_Do this_.
Locate every line in the material below that contains the word "brown", and copy each of those lines in full.

_Given data_.

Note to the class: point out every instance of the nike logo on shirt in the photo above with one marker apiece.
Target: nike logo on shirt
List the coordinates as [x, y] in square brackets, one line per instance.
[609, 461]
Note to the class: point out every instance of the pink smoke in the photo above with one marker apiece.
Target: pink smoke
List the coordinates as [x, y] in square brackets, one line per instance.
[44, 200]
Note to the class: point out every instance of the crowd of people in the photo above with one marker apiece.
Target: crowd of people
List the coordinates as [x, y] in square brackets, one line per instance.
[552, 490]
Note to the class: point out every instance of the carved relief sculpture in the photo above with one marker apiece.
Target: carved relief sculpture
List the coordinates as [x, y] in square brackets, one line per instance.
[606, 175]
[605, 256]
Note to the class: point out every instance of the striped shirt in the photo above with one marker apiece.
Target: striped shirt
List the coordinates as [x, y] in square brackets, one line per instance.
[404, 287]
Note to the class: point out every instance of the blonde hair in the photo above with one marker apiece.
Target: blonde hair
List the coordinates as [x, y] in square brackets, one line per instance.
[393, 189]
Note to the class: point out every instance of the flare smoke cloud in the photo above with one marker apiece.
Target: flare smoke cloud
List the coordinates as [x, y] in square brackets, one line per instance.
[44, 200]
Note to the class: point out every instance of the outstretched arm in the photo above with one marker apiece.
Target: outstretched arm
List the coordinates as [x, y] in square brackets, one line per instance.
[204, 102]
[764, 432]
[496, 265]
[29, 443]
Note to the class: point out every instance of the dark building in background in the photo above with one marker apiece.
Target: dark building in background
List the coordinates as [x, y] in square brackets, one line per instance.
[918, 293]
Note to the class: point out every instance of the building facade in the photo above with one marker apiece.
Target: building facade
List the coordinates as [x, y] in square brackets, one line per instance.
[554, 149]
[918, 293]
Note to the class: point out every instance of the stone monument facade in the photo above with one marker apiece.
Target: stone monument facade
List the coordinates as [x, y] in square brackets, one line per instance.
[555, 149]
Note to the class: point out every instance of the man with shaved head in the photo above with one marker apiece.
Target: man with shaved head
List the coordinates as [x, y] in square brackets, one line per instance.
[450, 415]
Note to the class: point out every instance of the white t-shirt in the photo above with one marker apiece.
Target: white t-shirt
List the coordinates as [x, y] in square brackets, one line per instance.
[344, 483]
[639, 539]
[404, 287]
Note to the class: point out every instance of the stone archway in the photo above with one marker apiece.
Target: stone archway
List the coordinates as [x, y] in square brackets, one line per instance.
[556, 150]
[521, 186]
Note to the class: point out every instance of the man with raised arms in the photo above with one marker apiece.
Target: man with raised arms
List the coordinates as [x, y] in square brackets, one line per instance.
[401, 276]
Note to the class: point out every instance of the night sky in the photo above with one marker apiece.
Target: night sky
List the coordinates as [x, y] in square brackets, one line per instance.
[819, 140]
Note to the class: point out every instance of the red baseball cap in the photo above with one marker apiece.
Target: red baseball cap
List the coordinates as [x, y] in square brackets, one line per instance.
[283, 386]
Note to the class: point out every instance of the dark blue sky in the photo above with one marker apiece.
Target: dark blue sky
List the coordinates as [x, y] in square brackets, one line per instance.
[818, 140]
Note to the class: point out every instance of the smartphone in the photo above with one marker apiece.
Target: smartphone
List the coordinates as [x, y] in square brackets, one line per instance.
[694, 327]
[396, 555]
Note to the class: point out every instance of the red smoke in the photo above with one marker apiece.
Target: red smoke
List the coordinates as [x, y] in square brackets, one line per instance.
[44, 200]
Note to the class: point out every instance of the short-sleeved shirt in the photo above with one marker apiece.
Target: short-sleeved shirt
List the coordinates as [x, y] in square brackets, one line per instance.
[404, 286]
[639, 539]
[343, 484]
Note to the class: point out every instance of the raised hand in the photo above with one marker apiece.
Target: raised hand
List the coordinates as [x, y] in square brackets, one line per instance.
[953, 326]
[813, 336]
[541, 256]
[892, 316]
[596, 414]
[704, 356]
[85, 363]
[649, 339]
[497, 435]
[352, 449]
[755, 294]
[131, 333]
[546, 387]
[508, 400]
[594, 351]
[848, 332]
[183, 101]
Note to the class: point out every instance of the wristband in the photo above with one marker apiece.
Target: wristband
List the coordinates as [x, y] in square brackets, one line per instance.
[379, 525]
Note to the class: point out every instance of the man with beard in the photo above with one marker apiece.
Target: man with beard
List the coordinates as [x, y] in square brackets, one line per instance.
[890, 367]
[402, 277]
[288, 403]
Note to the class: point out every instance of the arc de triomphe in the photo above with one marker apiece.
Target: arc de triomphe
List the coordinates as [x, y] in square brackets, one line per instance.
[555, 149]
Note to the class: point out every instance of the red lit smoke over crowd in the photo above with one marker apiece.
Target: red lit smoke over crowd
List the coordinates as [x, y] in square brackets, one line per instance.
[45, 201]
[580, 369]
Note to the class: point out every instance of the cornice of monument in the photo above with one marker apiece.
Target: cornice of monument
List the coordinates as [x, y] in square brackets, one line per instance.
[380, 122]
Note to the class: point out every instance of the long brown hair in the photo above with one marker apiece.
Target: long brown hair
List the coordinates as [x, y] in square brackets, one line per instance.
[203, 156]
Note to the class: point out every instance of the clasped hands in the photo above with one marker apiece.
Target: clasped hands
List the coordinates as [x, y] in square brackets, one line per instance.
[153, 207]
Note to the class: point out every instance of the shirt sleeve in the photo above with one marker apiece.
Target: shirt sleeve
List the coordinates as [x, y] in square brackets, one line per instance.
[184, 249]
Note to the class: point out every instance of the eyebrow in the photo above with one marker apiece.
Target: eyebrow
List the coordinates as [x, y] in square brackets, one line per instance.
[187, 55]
==
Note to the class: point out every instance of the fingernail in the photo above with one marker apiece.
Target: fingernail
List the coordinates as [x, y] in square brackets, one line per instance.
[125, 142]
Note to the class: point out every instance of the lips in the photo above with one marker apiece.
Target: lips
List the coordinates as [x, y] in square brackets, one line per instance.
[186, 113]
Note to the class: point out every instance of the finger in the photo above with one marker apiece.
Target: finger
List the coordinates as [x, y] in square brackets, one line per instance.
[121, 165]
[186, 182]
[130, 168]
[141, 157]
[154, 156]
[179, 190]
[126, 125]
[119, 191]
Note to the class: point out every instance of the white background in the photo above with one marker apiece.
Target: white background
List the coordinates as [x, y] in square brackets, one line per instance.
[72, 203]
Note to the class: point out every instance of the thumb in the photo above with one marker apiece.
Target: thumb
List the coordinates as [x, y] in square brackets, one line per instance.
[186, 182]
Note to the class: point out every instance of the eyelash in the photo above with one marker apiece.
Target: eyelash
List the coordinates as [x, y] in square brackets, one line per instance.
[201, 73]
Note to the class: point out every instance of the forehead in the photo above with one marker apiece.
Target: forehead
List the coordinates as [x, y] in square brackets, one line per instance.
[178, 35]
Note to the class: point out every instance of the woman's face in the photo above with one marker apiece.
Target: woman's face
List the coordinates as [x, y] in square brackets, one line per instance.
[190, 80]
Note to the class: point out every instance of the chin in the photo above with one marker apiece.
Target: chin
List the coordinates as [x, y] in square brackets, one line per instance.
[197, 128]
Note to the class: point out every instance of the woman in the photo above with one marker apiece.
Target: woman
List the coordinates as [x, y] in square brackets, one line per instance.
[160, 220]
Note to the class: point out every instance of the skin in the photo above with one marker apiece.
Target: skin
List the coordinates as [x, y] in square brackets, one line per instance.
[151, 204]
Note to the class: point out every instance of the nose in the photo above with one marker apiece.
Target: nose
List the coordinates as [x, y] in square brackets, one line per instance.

_Solution for this task_.
Note to the class: point out every instance of the long brown hair in the photo above with one marker apiece.
Target: long brown hair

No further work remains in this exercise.